> _ACTION ITEM_
Return all of the entries exactly as written.

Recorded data
[Start of Attachment]
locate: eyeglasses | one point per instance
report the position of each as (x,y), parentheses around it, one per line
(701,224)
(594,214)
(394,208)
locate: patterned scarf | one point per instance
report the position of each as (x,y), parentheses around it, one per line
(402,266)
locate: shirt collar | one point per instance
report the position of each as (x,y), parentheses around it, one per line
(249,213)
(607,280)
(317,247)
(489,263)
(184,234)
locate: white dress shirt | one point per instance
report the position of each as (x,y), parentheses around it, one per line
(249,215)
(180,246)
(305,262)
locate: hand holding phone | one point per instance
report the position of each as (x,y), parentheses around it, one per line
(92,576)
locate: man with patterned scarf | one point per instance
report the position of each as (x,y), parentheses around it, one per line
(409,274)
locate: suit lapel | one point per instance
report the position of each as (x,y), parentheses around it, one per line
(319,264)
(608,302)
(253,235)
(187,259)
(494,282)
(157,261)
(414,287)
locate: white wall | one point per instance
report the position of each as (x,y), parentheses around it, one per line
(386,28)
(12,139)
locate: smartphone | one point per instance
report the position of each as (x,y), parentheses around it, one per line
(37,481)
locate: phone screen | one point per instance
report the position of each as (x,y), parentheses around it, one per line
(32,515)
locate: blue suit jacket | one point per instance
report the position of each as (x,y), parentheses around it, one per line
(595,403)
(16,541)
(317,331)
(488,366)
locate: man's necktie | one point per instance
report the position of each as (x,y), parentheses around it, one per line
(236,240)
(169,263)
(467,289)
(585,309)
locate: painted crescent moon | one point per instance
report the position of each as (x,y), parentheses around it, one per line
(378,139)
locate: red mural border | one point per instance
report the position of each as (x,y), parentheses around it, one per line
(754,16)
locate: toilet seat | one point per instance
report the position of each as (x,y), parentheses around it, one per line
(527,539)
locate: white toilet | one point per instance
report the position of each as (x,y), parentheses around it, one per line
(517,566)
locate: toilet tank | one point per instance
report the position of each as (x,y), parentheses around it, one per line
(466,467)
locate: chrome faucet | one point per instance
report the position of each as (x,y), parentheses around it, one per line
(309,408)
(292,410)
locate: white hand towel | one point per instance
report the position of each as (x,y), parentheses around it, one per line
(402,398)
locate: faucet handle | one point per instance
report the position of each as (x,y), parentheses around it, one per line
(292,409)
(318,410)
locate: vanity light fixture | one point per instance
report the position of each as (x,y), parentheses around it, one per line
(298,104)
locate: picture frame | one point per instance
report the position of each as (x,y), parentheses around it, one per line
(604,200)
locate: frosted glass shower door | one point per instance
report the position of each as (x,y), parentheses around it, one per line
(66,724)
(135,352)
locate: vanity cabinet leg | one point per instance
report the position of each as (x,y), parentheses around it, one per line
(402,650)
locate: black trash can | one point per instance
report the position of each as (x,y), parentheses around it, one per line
[End of Attachment]
> _REPLY TO THE TASK_
locate: eyeglasses | one point per instance
report the position of each as (x,y), parentheses around it, one per line
(701,224)
(594,214)
(394,208)
locate: patterned scarf | one point per instance
report the position of each as (x,y), parentheses around it, one per line
(402,266)
locate: shirt collar | one point per instance
report the position of each as (x,y), parentheses around it, one per line
(249,213)
(607,280)
(317,247)
(489,263)
(184,234)
locate: white dress shirt | one point per instance
report the position of each as (x,y), parentheses around it, one per line
(249,215)
(180,246)
(305,262)
locate: hand holding phone | one point per instance
report the position of each as (x,y), parentheses around it, one per line
(92,576)
locate: man with patterned scarf | one point per instance
report the position of each as (x,y), parentheses around it, one per line
(409,274)
locate: suit lapel | one point per instance
report the position of each as (x,y), parentheses around it, one per line
(319,264)
(608,302)
(253,235)
(187,259)
(494,282)
(157,261)
(414,287)
locate: white wall | one point per instance
report the position of each as (x,y), parentheses around it, one per line
(386,28)
(12,139)
locate: smartphone | one point per instance
report the position of each as (x,y), parentheses around it, one per line
(37,481)
locate: phone screen | one point per instance
report the position of each as (x,y), parentheses around it, one per line
(32,515)
locate: blue suit jacket | one point per instance
report the position of each as (x,y), parentheses around it, one per line
(595,403)
(16,541)
(317,331)
(488,366)
locate: man's necktie | one point per instance
report the position of each as (x,y), parentheses around it, one per line
(236,240)
(169,263)
(467,289)
(585,309)
locate: painted crescent moon | one point per instance
report the position of each as (x,y), parentheses around it, one per line
(378,139)
locate: red mural border | one point per instance
report the position of each as (x,y), parentheses around it, one per line
(754,16)
locate: toilet seat | one point per instance
report the position of each as (x,y), parentheses around it, one per line
(527,539)
locate: white toilet | one point per instance
report the position of each as (x,y), parentheses around it, one per line
(517,566)
locate: toilet tank | one point per instance
report the position of each as (x,y), parentheses around it, one per line
(466,467)
locate: chrome faucet | one point per instance
report the position of each as (x,y), parentheses around it, one per line
(309,408)
(292,410)
locate: white hand towel | one point per instance
report the position of each as (x,y), parentheses around it, one per line
(402,398)
locate: faucet handle | one point per instance
report the position of each as (x,y), parentheses around it, one per line
(292,409)
(318,410)
locate: vanity light fixture | one point per instance
report the position of each as (x,y), parentheses around it, one per line
(298,104)
locate: picture frame | one point per instance
report the position of each as (x,y), parentheses around it, one per line
(604,200)
locate: frosted glass shower door | one point per instance
report the position of each as (x,y), parentheses around it, one per line
(66,724)
(135,352)
locate: vanity cabinet leg | one point per instance
report the position of each as (x,y), parentheses around it, one per line
(402,650)
locate: black trash can | one point per instance
report the position of each as (x,y), parentheses around it, one per line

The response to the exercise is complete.